Reproduce every line of the listing below, requests included, but multiply each point coordinate in the answers by 0.85 and round it to a whole number, with halves rounded up. Omit the pictures from your output.

##### Data supplied

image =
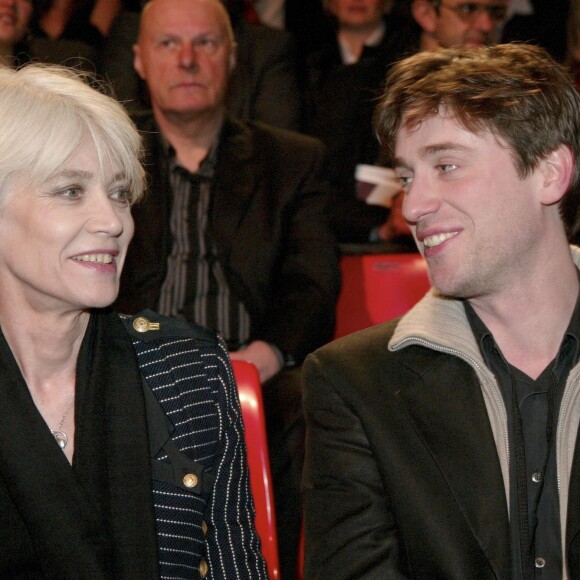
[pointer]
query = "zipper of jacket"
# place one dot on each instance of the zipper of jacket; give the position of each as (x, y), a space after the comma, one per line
(496, 394)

##########

Answer for this exercise →
image =
[pointer]
query = "zipper of jacket"
# place one dot on each instance of the zipper of jacket; give the position of each as (x, y), a space after the comma, one per line
(422, 335)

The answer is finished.